*AIM 1*:
From the natural swimming pools article, pull out the passage starting at "Why I Love Natural" and ending at "of the water.".
*AIM 2*:
According to the natural swimming pools article, what quality of water was David Pagan Butler's pool shown to have when tested?
*AIM 3*:
Carry on writing the natural swimming pools article from the point at which it stops.

*PAGE EXCERPT*:

Solutions for Self-Reliance

Why I Love Natural Swimming Pools – And How To Build One


In the video above you’ll see David Pagan Butler’s natural organic pool at his home in the Norfolk countryside of England.

What is a “natural pool”, you may ask?

Simply put, a natural swimming pool is a pool that has clear and clean water without using nasty chemicals. In its simplest form it’s just a natural pond, but many people also add a deeper swimming or plunge area, and a simple filter and pump to enhance the circulation and cleaning of the water.

Now, where I live we’re blessed with an abundance of fresh water lakes and streams (and mosquitoes) to swim in so I can’t really justify the cost of building a natural pool. But not everyone are as blessed with lakes and mosquitoes as I am, which is why a natural swimming pool could be a magical addition to homes and communities around the globe.

“If you want a really healthy water, you want it full of life; not devoid of life.”

– David Pagan Butler

These pools (or ponds) rely entirely on the plants and animals to condition the water (well, almost. David does use a pump in his design to help circulate the water through the plants). This is so effective that David’s pool has been tested and shown to be of drinking water quality.

Natural plunge pool

A natural plunge pool. Image: David Pagan Butler –

Here are some of the advantages of a natural pool / pond compared to a swimming pool:

  • Through the continual natural “cleaning process” the pool water never needs changing, saving water.

*DATA SHOWN*:

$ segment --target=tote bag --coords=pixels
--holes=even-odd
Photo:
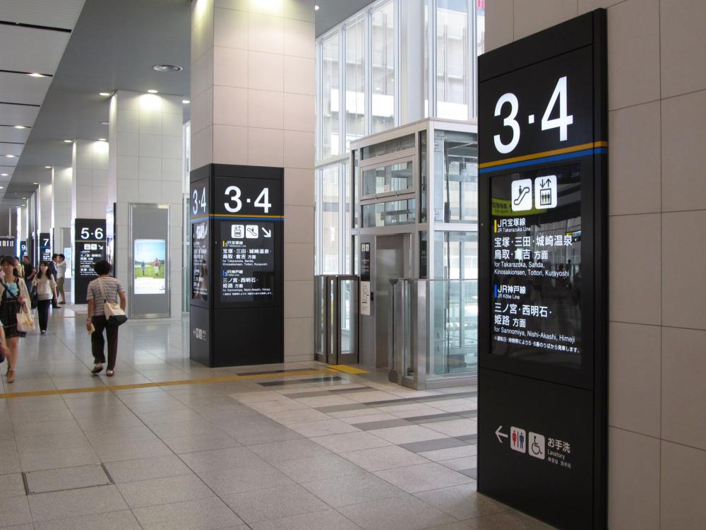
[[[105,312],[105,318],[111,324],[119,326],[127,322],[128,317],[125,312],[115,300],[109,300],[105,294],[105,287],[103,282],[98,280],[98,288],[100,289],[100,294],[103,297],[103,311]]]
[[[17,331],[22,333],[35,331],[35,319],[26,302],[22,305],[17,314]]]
==
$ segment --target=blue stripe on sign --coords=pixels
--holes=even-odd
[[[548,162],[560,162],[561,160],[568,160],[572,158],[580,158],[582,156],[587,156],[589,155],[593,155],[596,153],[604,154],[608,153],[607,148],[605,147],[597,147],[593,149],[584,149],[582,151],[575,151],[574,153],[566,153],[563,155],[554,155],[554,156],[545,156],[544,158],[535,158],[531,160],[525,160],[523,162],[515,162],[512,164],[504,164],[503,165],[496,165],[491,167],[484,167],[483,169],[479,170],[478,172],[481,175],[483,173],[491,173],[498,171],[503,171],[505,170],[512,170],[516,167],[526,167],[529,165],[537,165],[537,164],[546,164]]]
* * *
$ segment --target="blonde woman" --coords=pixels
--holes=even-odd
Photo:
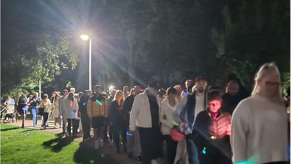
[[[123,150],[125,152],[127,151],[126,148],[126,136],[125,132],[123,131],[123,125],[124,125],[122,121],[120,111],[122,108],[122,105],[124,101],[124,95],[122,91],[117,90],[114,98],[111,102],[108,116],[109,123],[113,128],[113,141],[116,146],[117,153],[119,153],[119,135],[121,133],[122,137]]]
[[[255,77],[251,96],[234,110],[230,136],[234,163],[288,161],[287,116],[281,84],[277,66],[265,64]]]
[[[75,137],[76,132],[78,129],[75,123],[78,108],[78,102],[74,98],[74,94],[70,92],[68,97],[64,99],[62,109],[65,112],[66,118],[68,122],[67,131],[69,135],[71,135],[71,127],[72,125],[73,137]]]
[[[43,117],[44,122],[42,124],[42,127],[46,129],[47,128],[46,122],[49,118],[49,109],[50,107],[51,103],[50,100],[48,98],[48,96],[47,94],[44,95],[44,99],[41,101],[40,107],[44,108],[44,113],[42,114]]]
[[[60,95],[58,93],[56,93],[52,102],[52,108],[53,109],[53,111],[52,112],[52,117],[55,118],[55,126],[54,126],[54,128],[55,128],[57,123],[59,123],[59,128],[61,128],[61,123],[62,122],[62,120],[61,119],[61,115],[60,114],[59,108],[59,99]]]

*WRITTEN ANSWER 1*:
Why I Love Natural Swimming Pools – And How To Build One


In the video above you’ll see David Pagan Butler’s natural organic pool at his home in the Norfolk countryside of England.

What is a “natural pool”, you may ask?

Simply put, a natural swimming pool is a pool that has clear and clean water without using nasty chemicals. In its simplest form it’s just a natural pond, but many people also add a deeper swimming or plunge area, and a simple filter and pump to enhance the circulation and cleaning of the water.

*WRITTEN ANSWER 2*:
Drinking water quality.

*WRITTEN ANSWER 3*:
  • It’s chemical free so it is healthy for people and wildlife. Instead it relies entirely on the plants and animals to condition the water without the use of chlorine or other disinfectants.
  • It melts into the natural surroundings and brings you closer to the wildlife you share your land with.
  • If needs be, the pond can store water for the garden or orchard in times of drought.
  • No need for professional contractors to fit the liner, plumbing or electrics. Indeed, there doesn’t have to be any electricity at all near the pool.
  • It attracts wildlife such as water beetles, dragonflies, brids, frogs, and more. These insects, birds and amphibians not only help create a natural ecosystem in the pool / pond, they can also be beneficial for the rest of your land.
  • It’s much cheaper to build. A conventional sterile pool will typically cost around $80,000 but a 180 m2 (2,000 ft2) organic pool like the one above only cost David about $10,000 to make.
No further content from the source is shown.